-- Required task A --
State how many lines of the records below contain the string "plant", giving only the number.

** Begin Document section **

The experiments based on distance-measuring model have set four experimental scenes: random deployment nodes in square area, regular deployment nodes in square area, random deployment nodes in C-shape area and regular deployment nodes in C-shape area, in which C-shape area, is formed because of a bigger barrier, mainly used to evaluate localization performance with lager barrier, that is, in case of non-line-of-sight. In order to decrease the effect of single one experiment, each group of experiments will be repeated for 50 times in each scene, finally the average indicators of the 50 experiments will be reported. The experiments will examine accuracy of final localization results of unknown nodes with incremental quantity of beacon nodes. In these experiments, the valid communication radius of nodes is supposed to be 60 m.

4.1.1. Rules Deployment

Regular deployment of nodes in monitoring area principally aims to explore effects of collineation of beacon nodes on localization accuracy, while regular deployment in C-shape area is used to observe effects of non-line-of-sight caused by barriers in monitoring area on localization accuracy.

** End Document section **
** Begin Listed entries **

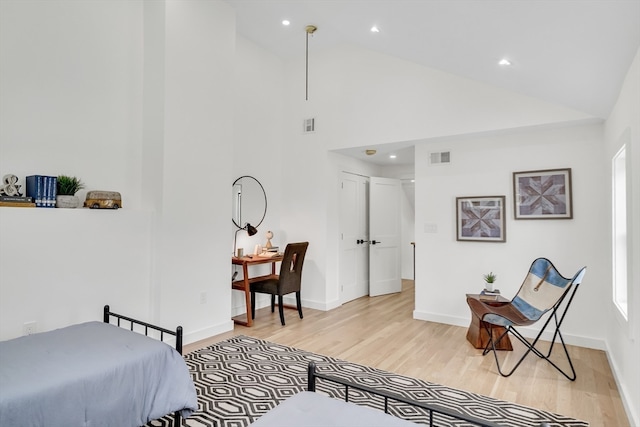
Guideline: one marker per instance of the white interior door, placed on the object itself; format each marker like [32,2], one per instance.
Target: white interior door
[384,236]
[354,228]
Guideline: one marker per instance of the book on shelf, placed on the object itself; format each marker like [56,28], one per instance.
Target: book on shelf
[42,189]
[16,199]
[17,204]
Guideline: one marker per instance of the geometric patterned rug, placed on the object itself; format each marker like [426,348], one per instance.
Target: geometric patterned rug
[240,379]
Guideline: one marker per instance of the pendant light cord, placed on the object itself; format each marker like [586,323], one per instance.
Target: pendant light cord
[310,30]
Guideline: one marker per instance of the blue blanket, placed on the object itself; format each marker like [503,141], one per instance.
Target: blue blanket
[91,374]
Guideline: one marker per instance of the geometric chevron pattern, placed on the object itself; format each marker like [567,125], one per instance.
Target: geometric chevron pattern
[242,378]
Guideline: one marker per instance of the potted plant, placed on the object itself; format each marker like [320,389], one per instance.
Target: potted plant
[67,188]
[489,280]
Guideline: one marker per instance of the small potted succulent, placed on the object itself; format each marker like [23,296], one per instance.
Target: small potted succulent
[489,280]
[67,188]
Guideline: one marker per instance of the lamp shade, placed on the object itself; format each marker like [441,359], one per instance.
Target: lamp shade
[251,230]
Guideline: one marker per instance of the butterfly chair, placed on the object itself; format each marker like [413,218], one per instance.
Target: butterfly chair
[288,281]
[543,291]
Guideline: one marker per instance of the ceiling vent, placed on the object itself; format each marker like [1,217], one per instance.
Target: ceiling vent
[441,157]
[309,125]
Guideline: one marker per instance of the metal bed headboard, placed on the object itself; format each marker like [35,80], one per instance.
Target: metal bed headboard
[177,333]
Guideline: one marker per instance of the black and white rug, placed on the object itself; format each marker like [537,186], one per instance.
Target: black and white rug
[242,378]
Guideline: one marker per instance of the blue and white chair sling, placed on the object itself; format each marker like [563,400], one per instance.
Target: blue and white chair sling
[543,291]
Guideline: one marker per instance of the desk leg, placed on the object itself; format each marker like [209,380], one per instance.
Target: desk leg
[478,336]
[247,293]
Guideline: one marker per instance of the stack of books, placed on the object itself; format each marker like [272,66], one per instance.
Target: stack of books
[17,201]
[43,190]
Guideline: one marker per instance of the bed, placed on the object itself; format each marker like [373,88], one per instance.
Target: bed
[94,374]
[311,409]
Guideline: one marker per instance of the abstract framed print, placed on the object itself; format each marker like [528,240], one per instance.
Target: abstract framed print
[543,194]
[480,219]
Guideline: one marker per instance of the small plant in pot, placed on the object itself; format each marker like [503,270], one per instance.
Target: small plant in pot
[68,186]
[489,280]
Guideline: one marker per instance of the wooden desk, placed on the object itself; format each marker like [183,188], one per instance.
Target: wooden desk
[477,334]
[244,284]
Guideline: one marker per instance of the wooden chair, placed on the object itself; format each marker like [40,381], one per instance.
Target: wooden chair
[288,281]
[543,291]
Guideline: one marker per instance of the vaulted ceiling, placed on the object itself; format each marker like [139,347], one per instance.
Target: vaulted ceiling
[573,53]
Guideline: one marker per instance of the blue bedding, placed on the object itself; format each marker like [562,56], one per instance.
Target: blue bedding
[92,374]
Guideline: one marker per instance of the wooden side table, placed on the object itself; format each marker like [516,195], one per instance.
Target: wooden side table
[244,284]
[477,334]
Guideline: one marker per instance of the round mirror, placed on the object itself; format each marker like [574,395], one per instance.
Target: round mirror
[249,202]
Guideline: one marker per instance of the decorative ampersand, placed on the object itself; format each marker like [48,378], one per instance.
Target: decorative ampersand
[10,186]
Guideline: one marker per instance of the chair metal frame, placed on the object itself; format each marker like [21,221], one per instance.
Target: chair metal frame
[557,312]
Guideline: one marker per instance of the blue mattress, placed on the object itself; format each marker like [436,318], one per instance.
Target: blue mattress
[91,374]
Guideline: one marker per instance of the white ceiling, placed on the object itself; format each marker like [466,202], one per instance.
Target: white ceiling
[570,52]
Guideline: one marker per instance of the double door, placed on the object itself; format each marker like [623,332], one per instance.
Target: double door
[369,262]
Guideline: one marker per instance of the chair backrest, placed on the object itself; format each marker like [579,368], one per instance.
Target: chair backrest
[543,289]
[291,267]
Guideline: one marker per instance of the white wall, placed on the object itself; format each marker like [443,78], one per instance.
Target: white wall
[78,100]
[258,134]
[483,166]
[623,337]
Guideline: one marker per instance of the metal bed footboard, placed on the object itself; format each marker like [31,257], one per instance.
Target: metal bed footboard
[313,374]
[177,334]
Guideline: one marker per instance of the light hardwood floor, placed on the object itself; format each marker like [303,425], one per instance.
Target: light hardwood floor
[380,332]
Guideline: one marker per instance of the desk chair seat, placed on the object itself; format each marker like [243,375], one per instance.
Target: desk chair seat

** End Listed entries **

-- Required task B --
Write out the part of the localization experiments text above between "Regular deployment of" and "on localization accuracy.", inclusive.

-- Task response A --
4

-- Task response B --
Regular deployment of nodes in monitoring area principally aims to explore effects of collineation of beacon nodes on localization accuracy, while regular deployment in C-shape area is used to observe effects of non-line-of-sight caused by barriers in monitoring area on localization accuracy.